• **Data to process**:
□ □ □

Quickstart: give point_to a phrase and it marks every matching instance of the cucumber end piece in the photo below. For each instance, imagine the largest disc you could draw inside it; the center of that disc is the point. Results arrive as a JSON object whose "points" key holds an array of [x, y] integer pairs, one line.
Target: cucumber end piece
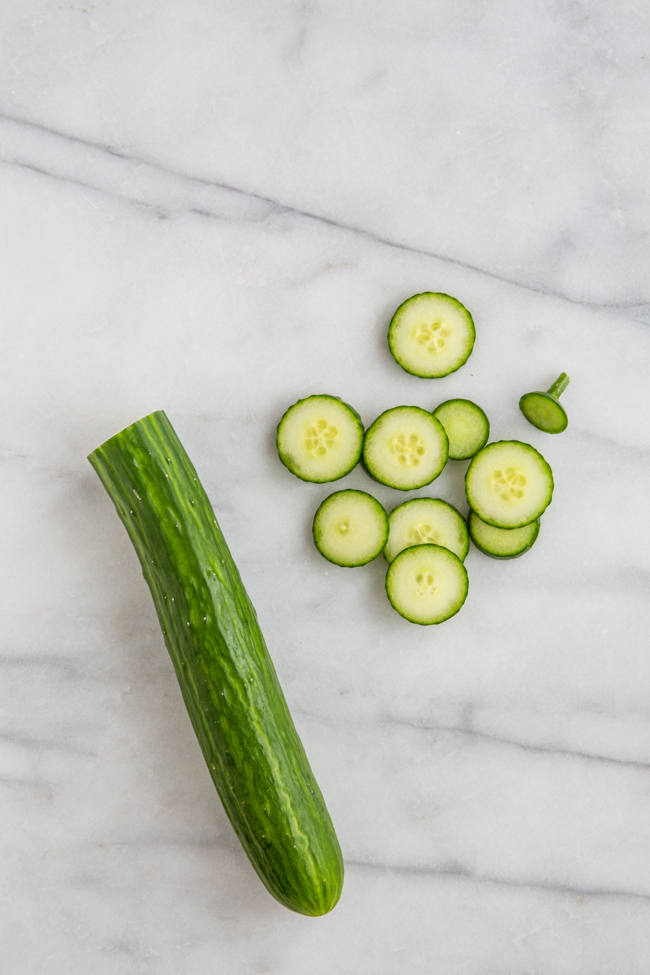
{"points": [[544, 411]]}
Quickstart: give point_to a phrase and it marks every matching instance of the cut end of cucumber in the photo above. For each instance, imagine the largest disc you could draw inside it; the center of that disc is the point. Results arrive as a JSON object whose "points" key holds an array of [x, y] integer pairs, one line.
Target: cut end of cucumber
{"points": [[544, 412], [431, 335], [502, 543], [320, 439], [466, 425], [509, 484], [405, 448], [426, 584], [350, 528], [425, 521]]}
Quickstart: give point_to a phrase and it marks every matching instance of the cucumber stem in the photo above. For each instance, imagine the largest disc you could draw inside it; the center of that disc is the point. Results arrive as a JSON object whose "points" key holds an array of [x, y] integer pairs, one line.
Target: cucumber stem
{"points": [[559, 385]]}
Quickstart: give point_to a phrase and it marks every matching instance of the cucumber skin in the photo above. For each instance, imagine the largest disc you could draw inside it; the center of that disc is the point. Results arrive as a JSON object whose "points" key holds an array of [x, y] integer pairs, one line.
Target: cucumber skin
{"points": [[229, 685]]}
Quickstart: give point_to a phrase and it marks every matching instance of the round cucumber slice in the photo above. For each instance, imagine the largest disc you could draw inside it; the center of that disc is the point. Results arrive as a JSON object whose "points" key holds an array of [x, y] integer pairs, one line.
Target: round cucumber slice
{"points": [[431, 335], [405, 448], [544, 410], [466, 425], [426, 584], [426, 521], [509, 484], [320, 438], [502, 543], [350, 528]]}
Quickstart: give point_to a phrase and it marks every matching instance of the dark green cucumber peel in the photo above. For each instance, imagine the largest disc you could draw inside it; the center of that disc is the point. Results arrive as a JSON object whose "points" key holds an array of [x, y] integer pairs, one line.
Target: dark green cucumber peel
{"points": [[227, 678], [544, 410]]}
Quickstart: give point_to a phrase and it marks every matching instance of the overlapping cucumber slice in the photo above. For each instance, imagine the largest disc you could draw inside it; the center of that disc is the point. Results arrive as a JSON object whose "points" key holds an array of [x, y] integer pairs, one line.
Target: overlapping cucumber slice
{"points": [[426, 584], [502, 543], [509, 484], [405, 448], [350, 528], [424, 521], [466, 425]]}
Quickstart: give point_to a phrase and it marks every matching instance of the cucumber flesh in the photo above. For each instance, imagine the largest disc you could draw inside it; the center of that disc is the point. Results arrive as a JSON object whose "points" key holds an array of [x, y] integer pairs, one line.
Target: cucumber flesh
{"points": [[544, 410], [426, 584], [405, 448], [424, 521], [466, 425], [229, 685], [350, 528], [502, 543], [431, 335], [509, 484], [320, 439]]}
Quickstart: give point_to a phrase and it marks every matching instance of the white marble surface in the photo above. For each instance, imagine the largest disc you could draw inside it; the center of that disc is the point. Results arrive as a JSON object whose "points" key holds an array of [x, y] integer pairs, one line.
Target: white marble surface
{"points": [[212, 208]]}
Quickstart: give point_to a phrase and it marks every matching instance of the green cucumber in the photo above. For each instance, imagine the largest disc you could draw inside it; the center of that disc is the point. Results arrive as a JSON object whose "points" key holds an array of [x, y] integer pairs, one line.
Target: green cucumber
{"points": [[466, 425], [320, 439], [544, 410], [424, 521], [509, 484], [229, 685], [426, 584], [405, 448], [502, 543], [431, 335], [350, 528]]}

□ □ □

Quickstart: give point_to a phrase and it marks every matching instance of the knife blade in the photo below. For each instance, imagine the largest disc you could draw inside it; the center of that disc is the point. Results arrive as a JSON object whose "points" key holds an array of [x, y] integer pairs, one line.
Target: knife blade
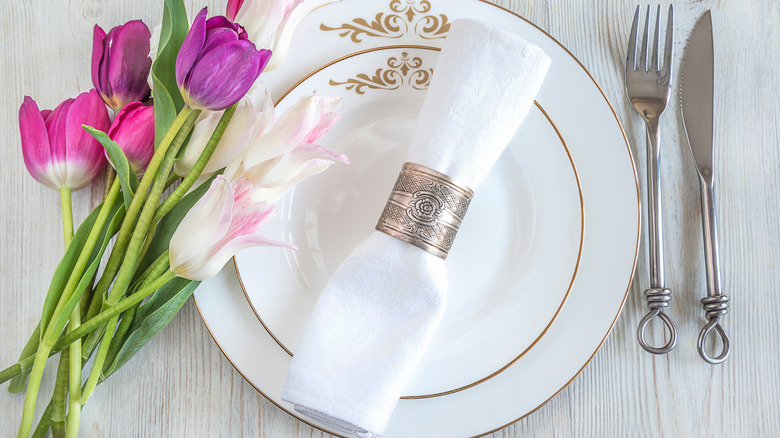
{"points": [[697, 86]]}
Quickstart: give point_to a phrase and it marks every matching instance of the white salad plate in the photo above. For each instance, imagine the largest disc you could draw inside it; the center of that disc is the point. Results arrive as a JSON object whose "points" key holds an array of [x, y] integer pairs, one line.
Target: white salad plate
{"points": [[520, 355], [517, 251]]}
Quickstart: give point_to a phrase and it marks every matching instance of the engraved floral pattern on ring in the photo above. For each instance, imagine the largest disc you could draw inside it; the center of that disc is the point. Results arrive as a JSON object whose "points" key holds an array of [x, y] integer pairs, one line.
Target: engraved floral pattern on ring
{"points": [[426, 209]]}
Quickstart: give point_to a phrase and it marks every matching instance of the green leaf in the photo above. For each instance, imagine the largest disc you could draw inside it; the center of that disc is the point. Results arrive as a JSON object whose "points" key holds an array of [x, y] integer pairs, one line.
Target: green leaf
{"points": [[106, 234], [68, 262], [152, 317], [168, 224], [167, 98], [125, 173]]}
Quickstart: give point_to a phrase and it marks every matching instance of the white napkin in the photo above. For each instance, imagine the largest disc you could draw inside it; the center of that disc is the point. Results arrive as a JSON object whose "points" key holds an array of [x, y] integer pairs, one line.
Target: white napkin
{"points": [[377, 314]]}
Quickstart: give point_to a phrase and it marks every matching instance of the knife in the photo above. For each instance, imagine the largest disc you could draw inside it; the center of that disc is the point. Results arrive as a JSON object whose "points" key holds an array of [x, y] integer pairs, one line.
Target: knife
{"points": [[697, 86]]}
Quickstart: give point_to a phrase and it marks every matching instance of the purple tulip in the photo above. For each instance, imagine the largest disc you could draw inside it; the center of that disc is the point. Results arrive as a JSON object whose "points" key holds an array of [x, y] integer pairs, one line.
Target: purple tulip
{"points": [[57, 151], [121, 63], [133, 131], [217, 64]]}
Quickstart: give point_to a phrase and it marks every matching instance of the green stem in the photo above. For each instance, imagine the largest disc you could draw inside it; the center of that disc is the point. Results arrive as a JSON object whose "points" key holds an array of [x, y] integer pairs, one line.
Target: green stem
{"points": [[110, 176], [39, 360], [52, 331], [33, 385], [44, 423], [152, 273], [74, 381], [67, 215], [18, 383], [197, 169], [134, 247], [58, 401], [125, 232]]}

□ □ □

• **The exercise**: Rewrite the stretch from the line containing "the cucumber end" through the line containing "Target: cucumber end piece" as a numbered list, skipping any blank lines.

• **Solution for this exercise**:
1. Quickstart: give point_to a phrase and it marks every matching instance of the cucumber end piece in the photo below. For each instance, imagine the largest disc you could draw inside it; the center of that disc is the point. Results arrive as a JSON object whose "points" key holds an array of [x, y] integer pairs, one line.
2. Target: cucumber end piece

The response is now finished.